What the task requires: What follows is a set of records; repeat them exactly, without the pictures.

=== Data to examine ===

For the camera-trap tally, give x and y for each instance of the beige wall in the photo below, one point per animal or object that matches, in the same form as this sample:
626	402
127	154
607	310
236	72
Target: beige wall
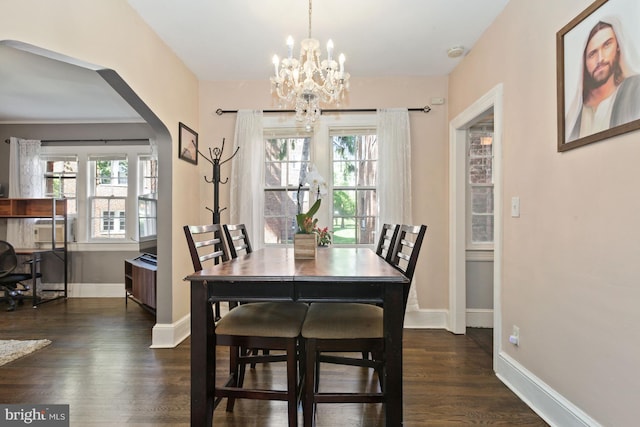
429	152
570	265
109	33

===

Written answer:
For the camera-trap tally, give x and y for each instance of the beige wall in the photo below, one point per animal or object that matches, in the same form as this sample:
626	402
127	154
607	310
236	72
Target: beige wall
429	152
570	265
109	33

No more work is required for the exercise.